§ **WORK TO BE COMPLETED**:
Every entry below is to be copied exactly as written.

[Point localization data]
+--

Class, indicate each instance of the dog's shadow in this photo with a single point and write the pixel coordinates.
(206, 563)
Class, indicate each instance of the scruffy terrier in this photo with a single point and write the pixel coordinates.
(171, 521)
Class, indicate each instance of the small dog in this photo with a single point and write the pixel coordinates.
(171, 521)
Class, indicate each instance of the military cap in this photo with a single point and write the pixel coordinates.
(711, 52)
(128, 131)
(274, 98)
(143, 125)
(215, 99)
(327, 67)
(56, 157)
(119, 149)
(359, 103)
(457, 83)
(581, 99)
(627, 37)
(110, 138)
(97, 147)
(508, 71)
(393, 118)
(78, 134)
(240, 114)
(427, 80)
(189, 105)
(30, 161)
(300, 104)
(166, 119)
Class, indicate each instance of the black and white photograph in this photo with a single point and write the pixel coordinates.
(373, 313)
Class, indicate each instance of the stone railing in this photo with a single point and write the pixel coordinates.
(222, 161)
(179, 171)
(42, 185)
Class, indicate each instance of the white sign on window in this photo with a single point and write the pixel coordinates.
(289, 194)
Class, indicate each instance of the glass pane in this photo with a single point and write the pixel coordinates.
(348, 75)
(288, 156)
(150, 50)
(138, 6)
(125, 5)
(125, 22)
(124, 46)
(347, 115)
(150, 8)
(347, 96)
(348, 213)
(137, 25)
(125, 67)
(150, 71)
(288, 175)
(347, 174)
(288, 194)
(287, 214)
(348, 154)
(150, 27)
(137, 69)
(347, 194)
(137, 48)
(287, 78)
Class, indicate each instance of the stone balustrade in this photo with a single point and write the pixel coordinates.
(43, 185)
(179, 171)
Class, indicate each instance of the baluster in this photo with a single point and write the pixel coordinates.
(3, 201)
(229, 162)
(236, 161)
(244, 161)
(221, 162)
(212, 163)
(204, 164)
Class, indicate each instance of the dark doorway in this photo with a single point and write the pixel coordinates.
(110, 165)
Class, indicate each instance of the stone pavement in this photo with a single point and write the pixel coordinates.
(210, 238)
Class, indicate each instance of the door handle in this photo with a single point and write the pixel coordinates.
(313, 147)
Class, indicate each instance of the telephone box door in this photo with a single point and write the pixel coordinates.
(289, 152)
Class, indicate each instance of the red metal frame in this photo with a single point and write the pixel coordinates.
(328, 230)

+--

§ **OUTPUT FOR THIS TASK**:
Class, indicate each instance of the dog's shadow in this photo with a single point and write the pixel coordinates.
(206, 563)
Class, indicate each instance of the scruffy terrier in this photo with a single point and write the pixel coordinates.
(171, 521)
Class, indicate each instance of the small dog in this photo with a single point and write the pixel coordinates.
(171, 521)
Class, indicate each instance of the military cap in this photo with a single point and write the pixel coordinates.
(711, 52)
(128, 131)
(274, 98)
(143, 125)
(215, 99)
(327, 67)
(56, 157)
(119, 149)
(359, 103)
(457, 83)
(581, 99)
(627, 37)
(110, 138)
(97, 147)
(508, 71)
(393, 118)
(78, 134)
(240, 114)
(427, 80)
(189, 105)
(30, 161)
(300, 104)
(166, 119)
Class, indicate each instance of the black and white photograph in this photo with a single point and write the pixel coordinates.
(373, 313)
Class, indicate each instance of the stone railing in this photo with a single point and write the pixel coordinates.
(222, 161)
(179, 171)
(42, 185)
Class, indicate each instance of the white sign on window in this photo with a single point and write the pixel coordinates.
(289, 194)
Class, indicate each instance of the glass pane in this photo with a single point and write the pixel coordinates.
(348, 75)
(288, 156)
(150, 50)
(138, 6)
(125, 5)
(125, 22)
(124, 46)
(347, 115)
(150, 8)
(347, 96)
(348, 213)
(137, 25)
(125, 67)
(150, 71)
(288, 175)
(347, 174)
(288, 194)
(287, 214)
(348, 154)
(150, 27)
(137, 69)
(347, 194)
(137, 48)
(287, 78)
Class, indicate each instance of the stone balustrade in this photo with a single point and write the pixel coordinates.
(43, 185)
(179, 171)
Class, indicate each instance of the baluster in this photo with a single point and write the pixel coordinates.
(3, 201)
(229, 162)
(236, 161)
(244, 161)
(221, 162)
(212, 163)
(204, 164)
Class, indicate each instance of the dark doorway in this photo with a single point and write the pixel coordinates.
(110, 165)
Class, indicate each instance of the stone pavement in this photo with a single point and write the pixel coordinates.
(210, 238)
Class, indicate each instance of the door handle in this photo with a single point and write the pixel coordinates.
(313, 147)
Class, indicate each instance of the telephone box door in this photo with a single point and write the pixel coordinates.
(289, 152)
Class, indicate each instance of the red metal frame in this photo with a single point and write the pixel coordinates.
(328, 230)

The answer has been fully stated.